> Text section:
================================
How The Condom King Made It Normal To Talk About Birth Control

This is the condom King

Mechai Viravaidya is a politician and activist from Thailand who in the 1970s realised that Thailand needed to reduce its population, the average family had 7 children and they didn’t have the ability to control the size of their family.

There were two problems:

  1. Most people didn’t have (or know about) basic birth control

  2. People were uncomfortable talking about sex.

And so Mechai started the most amazing educational campaigns of all time.

The idea was simple: If people became more comfortable talking about condoms they would be more likely to talk about family planning.

Here’s what they did

They held condom-blowing competitions

A monk-blessed condoms

Hello there

Cops gave out condoms (he called it the cop and rubber program)

Taxi Drivers gave out condoms

Condoms became hair bands, clothing and phone carriers (”for the rainy season).

Aaaaand all of this worked!

Families went from having 7 children on average to 1.5.

Then AIDS hit Thailand.
================================
> Recorded data:
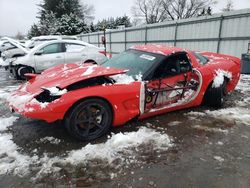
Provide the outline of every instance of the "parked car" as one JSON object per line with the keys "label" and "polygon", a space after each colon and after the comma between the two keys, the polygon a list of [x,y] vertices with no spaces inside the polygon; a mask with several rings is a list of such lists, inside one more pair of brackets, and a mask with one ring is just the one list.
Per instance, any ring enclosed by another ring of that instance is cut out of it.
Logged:
{"label": "parked car", "polygon": [[63,120],[71,135],[93,140],[109,128],[205,103],[220,107],[240,77],[240,59],[161,45],[135,46],[102,66],[59,65],[9,98],[13,111]]}
{"label": "parked car", "polygon": [[10,62],[11,72],[17,79],[25,79],[26,73],[41,73],[45,69],[64,63],[102,64],[107,58],[102,49],[77,40],[53,40],[44,42]]}
{"label": "parked car", "polygon": [[[0,40],[0,54],[2,56],[3,52],[9,49],[18,49],[16,44],[20,44],[18,41],[11,39],[9,37],[2,37]],[[20,44],[21,45],[21,44]],[[23,52],[21,51],[20,54]]]}
{"label": "parked car", "polygon": [[33,37],[31,40],[27,41],[25,45],[27,48],[32,49],[43,42],[51,40],[77,40],[77,37],[67,36],[67,35],[45,35],[45,36]]}
{"label": "parked car", "polygon": [[23,44],[11,38],[7,39],[3,45],[4,51],[2,52],[2,58],[4,61],[10,58],[24,56],[29,52],[29,49],[27,49]]}

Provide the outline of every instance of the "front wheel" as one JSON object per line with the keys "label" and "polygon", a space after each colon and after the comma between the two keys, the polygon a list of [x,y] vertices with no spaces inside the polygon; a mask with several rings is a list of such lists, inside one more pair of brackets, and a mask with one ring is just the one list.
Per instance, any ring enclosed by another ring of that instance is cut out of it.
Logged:
{"label": "front wheel", "polygon": [[221,108],[225,102],[225,96],[227,94],[226,86],[226,81],[217,88],[214,88],[211,85],[205,93],[204,104],[214,108]]}
{"label": "front wheel", "polygon": [[112,125],[112,111],[102,99],[86,99],[65,117],[65,127],[78,140],[90,141],[104,135]]}
{"label": "front wheel", "polygon": [[17,67],[16,78],[18,80],[25,80],[26,79],[25,74],[27,74],[27,73],[34,73],[34,70],[32,68],[26,67],[26,66]]}

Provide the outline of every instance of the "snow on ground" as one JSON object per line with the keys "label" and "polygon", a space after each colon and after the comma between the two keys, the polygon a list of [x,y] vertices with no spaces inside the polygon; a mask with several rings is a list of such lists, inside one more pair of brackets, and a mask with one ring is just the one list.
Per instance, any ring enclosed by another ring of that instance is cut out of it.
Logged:
{"label": "snow on ground", "polygon": [[114,79],[117,84],[130,84],[135,81],[132,76],[128,76],[126,74],[118,74],[110,77]]}
{"label": "snow on ground", "polygon": [[0,88],[0,100],[1,99],[7,99],[10,96],[10,93],[14,90],[16,90],[18,86],[8,86],[5,88]]}
{"label": "snow on ground", "polygon": [[[6,120],[5,120],[6,121]],[[8,126],[11,121],[6,121]],[[53,137],[45,137],[40,142],[50,142],[59,144],[60,140]],[[44,154],[38,157],[22,154],[20,148],[13,142],[11,134],[0,135],[0,175],[15,174],[24,176],[34,173],[35,177],[41,178],[43,175],[58,172],[62,166],[88,164],[95,159],[106,163],[113,163],[116,160],[121,160],[118,165],[128,165],[126,160],[129,156],[134,156],[136,151],[142,145],[151,145],[153,150],[167,150],[171,147],[172,141],[167,134],[161,134],[153,129],[146,127],[140,128],[135,132],[113,134],[106,142],[100,144],[88,144],[79,150],[68,152],[64,156],[48,157]],[[137,149],[136,149],[137,148]],[[152,149],[150,147],[150,149]],[[130,163],[137,162],[130,160]],[[59,166],[58,166],[59,164]]]}
{"label": "snow on ground", "polygon": [[44,138],[41,138],[38,143],[51,143],[51,144],[59,144],[61,142],[60,139],[51,137],[51,136],[46,136]]}
{"label": "snow on ground", "polygon": [[9,118],[0,118],[0,132],[6,131],[8,127],[10,127],[14,121],[16,121],[18,117],[11,116]]}
{"label": "snow on ground", "polygon": [[214,81],[213,81],[213,85],[212,85],[212,87],[214,87],[214,88],[220,87],[223,84],[225,77],[228,79],[232,79],[231,72],[227,72],[227,71],[219,69],[219,70],[215,71],[215,73],[216,73],[216,75],[214,77]]}

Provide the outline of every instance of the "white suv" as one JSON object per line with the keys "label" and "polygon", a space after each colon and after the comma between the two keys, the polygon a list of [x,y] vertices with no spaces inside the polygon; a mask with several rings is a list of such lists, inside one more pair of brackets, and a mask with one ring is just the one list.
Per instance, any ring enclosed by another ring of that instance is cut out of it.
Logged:
{"label": "white suv", "polygon": [[10,62],[10,70],[17,79],[25,79],[26,73],[40,73],[64,63],[102,64],[107,60],[103,50],[77,40],[53,40],[44,42],[27,55]]}

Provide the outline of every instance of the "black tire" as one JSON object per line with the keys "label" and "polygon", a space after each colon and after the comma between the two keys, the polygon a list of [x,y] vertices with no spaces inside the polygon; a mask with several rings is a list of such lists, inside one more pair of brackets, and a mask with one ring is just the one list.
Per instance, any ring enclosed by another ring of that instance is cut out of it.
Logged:
{"label": "black tire", "polygon": [[97,63],[94,60],[87,60],[84,63],[91,63],[93,65],[96,65]]}
{"label": "black tire", "polygon": [[76,104],[65,117],[65,127],[78,140],[95,140],[110,129],[113,121],[109,104],[97,98]]}
{"label": "black tire", "polygon": [[26,80],[26,77],[24,76],[26,73],[34,73],[34,70],[30,67],[26,66],[19,66],[16,68],[16,79],[18,80]]}
{"label": "black tire", "polygon": [[214,88],[212,84],[207,89],[203,103],[213,108],[221,108],[225,102],[227,82],[224,81],[220,87]]}

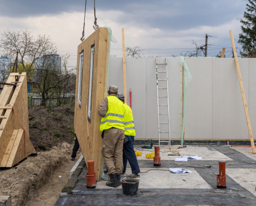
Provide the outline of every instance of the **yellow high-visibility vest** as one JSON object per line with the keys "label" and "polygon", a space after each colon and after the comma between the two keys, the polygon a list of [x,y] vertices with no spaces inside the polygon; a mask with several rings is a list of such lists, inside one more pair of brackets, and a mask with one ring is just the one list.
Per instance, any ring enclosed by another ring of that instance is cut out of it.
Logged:
{"label": "yellow high-visibility vest", "polygon": [[125,134],[135,136],[135,127],[131,109],[127,104],[124,104],[125,108]]}
{"label": "yellow high-visibility vest", "polygon": [[101,118],[100,130],[102,131],[111,127],[124,130],[125,108],[123,102],[115,96],[109,96],[107,98],[109,109],[106,115]]}

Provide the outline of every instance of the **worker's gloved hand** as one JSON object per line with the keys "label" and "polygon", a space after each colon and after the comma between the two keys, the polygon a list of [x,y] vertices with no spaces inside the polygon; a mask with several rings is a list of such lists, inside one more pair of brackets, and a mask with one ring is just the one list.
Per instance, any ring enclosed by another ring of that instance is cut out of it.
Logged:
{"label": "worker's gloved hand", "polygon": [[131,141],[131,138],[130,135],[125,135],[125,138],[124,140],[124,144],[126,143],[128,141]]}
{"label": "worker's gloved hand", "polygon": [[124,139],[124,144],[126,143],[128,141],[129,141],[128,139],[126,138],[126,136]]}

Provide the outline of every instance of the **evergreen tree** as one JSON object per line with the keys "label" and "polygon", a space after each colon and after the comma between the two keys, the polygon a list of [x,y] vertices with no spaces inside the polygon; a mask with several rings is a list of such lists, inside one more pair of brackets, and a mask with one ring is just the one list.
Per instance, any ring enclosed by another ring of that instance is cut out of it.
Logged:
{"label": "evergreen tree", "polygon": [[238,42],[242,46],[242,57],[256,57],[256,0],[248,0],[244,19],[240,21],[242,33]]}

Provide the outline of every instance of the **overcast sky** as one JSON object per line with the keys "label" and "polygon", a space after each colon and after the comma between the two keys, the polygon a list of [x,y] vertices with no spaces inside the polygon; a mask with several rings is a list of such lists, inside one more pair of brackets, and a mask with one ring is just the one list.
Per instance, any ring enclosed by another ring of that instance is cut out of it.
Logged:
{"label": "overcast sky", "polygon": [[[94,1],[87,0],[85,37],[94,32]],[[97,24],[113,30],[117,43],[111,55],[122,56],[122,28],[126,46],[139,46],[145,57],[179,56],[193,50],[195,41],[204,45],[208,56],[226,48],[231,56],[229,30],[238,52],[240,20],[247,0],[95,0]],[[85,0],[0,0],[0,33],[8,29],[28,29],[33,36],[50,36],[58,54],[69,53],[70,67],[76,66],[81,43]],[[0,55],[3,53],[0,52]]]}

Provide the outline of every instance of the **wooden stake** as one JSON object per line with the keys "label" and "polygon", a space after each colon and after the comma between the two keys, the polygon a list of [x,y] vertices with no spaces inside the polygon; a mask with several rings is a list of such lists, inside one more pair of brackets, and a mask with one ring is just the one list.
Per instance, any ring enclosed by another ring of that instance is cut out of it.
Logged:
================================
> Apply what you read:
(A) Translate this sentence from the piece above about Thailand's condom campaigns into Spanish: "The idea was simple: If people became more comfortable talking about condoms they would be more likely to talk about family planning."
(B) Carry the piece about Mechai Viravaidya's condom campaigns forward, starting right after its final sentence, "Then AIDS hit Thailand."

> Answers to this exercise:
(A) La idea era sencilla: si la gente se sentía más cómoda hablando de condones, sería más probable que hablara de planificación familiar.

(B)
So they started educating people about AIDS. They taught journalists, teachers, primary school students and businesses (“sick staff don’t work, dead customers don’t buy”) how AIDS spreads and how to protect yourself.

They even had help from captain condom

“You need a symbol of something” - Mechai

What Happened?

Between 1991 - 2003

  • New HIV /AIDS infections dropped by 90%

  • Worked bank estimates they saved 7.7 million lives

The World Bank called Mechai’s campaign “one of the most successful and effective family planning programs in the world.”

Key Idea:

  • The golden rule of behavioural change is this: make it easy

Cheers,

Jon

ps. Now, when people in Thailand want a condom, they don’t ask for a condom, they ask for a “Mechai”.If that’s not a success I don’t know what is.

“Let the next Olympics save some lives, why just run around?”